##### Document text

|
Posted by on May 2, 2004, 7:07 pm
If you were Registered and logged in, you could reply and use other advanced thread options On 2 May 2004 09:59:20 -0700, pinyinyang@yahoo.com (PinYinYang) wrote:
>This occured on Win XP Professional.
>
>Network Connections pops up a prompt literally about every 5 seconds
>saying "You [or a program] have requested information from
>---.---.---.---. Which connection to you want to use?"
>
>Each time the prompt appears, it is attempting to connect to a
>different IP address (I haven't seen the same one twice). Of course,
>I clicked cancel to each prompt. I started recording a list of the IP
>addresses shown, but I got bored after a few more than 100.
>
>I'll make the wild assumption that this computer has been compromised.
> I've found something called TEEKIDS.EXE running on the system and it
>looks (from a Google search) like this is some sort of worm.
>
>Now, this is happening on my parent's computer, and they don't use it
>for much more than Solitaire and downloading photos of my niece from a
>digi-cam, so I'm not too worried. But I would like to make this a
>learning experience so that I can know what to do in the future.
>Nonetheless, please pray for me that nobody does anything malicious
>with photos of my niece or my parent's Solitaire scores!
>
>From this I have two questions:
>
>(1) Can anyone tell me what is happening on this computer? Is this
>list of IP addresses pointing to other infected machines? Or is it
>trying randomly to find other machines to infect?
Yes, it's trying to infect othre computers.
>(2) Is there anything -helpful- that I can do with the list of IP
>addresses that I've written down? If they are infected machines, for
>example, is there any way to alert those machine owners?
Not really.
>I think I'm going to just wipe their machine clean and re-install the
>OS from scratch, so you don't (necessarily) have to try to help me
>with that kind of advice. Maybe I can even convince them that
>Solitaire can be played on Linux too. ;)
Definitely nuke the machine. Depending on the OS you finally decide
on, make sure it's got antivirus configured to automatically update,
all the OS patches are installed, and that the firewall is setup.

##########

Questions ->
(1) In the forum post, what is the name of the program found running on the computer?
(2) Copy word for word the part of the forum post from "Yes, it's trying" up to and including "firewall is setup.".
The lines that come next have nothing to do with the forum post.

##### Record excerpts

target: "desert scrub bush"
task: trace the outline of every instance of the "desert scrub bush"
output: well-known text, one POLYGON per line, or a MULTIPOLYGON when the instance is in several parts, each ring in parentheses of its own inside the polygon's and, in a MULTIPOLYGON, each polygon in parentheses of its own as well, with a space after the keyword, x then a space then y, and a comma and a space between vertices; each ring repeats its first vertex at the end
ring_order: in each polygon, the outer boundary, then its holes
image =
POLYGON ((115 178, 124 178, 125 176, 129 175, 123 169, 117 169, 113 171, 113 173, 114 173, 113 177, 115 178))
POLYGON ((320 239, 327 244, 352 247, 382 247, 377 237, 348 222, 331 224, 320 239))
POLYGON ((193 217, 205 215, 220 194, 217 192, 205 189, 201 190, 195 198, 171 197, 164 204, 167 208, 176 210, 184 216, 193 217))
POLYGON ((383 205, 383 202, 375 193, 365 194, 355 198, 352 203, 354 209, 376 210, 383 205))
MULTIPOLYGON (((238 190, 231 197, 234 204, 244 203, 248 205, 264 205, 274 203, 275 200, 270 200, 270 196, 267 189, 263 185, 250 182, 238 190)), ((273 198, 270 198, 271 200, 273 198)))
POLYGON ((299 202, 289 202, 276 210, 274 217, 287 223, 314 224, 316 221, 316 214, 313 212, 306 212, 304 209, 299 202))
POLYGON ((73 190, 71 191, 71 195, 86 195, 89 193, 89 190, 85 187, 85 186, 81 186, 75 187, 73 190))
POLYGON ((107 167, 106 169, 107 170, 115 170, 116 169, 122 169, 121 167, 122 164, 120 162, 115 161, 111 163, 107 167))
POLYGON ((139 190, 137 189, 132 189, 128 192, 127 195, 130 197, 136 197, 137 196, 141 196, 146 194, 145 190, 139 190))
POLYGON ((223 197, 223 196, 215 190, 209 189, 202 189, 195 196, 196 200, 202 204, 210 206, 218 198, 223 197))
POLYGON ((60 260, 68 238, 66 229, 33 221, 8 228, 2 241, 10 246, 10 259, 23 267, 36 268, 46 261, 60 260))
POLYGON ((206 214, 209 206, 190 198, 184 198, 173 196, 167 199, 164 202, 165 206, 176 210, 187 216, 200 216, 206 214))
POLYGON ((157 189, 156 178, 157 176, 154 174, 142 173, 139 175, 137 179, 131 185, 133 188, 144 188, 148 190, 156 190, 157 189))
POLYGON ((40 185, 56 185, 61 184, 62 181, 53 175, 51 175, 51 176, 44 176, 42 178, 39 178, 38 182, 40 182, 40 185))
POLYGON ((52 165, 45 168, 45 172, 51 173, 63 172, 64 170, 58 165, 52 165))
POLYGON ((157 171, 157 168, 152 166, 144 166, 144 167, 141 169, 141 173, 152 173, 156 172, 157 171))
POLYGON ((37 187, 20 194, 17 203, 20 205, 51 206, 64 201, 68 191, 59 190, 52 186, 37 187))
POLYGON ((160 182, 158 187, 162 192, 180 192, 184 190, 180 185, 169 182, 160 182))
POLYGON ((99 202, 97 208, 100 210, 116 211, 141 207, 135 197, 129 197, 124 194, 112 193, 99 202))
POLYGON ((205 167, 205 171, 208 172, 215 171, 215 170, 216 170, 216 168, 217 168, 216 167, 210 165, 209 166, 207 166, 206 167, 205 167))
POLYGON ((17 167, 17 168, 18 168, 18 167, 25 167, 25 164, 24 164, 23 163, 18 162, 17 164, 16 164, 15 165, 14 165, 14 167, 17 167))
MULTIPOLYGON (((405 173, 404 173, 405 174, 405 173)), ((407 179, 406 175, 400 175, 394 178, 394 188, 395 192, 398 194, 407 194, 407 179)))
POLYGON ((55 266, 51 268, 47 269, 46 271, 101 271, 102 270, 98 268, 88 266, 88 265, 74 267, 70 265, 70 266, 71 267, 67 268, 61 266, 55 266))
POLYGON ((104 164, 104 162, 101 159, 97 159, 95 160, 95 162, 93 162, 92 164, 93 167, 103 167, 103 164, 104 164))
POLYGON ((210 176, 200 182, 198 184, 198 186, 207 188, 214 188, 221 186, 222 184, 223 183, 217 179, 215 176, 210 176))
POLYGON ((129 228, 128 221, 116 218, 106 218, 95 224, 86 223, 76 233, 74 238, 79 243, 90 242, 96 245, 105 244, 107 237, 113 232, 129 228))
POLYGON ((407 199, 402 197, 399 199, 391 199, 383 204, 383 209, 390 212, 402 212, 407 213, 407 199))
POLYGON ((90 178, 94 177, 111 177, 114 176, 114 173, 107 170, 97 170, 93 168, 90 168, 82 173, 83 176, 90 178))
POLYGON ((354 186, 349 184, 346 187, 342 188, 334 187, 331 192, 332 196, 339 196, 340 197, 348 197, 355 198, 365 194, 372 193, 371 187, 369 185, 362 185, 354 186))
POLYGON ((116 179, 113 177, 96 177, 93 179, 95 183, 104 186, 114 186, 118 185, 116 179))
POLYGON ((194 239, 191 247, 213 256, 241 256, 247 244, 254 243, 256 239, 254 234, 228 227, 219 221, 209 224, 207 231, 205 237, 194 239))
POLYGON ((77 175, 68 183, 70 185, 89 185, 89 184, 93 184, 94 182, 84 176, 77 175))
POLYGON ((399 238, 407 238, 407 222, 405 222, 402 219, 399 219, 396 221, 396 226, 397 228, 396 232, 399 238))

##########
##### Record excerpts

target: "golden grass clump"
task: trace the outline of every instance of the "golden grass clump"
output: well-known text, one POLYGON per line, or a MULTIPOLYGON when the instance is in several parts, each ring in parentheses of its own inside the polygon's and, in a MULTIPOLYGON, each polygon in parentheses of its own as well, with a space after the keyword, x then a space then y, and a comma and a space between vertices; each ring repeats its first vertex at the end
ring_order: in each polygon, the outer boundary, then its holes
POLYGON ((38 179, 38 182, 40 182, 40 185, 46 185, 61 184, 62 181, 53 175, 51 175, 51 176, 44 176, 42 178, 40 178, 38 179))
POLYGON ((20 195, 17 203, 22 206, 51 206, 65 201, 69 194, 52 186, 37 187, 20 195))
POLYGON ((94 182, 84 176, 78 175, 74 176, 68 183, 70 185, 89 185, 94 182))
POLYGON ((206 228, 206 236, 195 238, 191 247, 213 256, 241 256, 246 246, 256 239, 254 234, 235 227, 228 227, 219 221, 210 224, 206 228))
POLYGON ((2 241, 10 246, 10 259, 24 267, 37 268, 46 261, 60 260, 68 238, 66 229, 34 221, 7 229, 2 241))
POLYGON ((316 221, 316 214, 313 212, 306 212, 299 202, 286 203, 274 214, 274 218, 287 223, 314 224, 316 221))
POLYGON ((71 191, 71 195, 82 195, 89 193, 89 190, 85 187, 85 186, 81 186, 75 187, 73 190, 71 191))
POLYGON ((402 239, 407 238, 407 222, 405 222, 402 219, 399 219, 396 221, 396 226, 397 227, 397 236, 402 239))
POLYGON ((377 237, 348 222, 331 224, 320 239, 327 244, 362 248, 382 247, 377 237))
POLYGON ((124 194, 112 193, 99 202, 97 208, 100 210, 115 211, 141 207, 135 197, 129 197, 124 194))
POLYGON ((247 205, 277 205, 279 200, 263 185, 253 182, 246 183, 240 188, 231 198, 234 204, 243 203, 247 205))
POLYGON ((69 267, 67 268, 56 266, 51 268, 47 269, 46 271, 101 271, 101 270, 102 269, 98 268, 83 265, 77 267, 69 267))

##########

Solutions to the problems ->
(1) TEEKIDS.EXE

(2)
Yes, it's trying to infect othre computers.
>(2) Is there anything -helpful- that I can do with the list of IP
>addresses that I've written down? If they are infected machines, for
>example, is there any way to alert those machine owners?
Not really.
>I think I'm going to just wipe their machine clean and re-install the
>OS from scratch, so you don't (necessarily) have to try to help me
>with that kind of advice. Maybe I can even convince them that
>Solitaire can be played on Linux too. ;)
Definitely nuke the machine. Depending on the OS you finally decide
on, make sure it's got antivirus configured to automatically update,
all the OS patches are installed, and that the firewall is setup.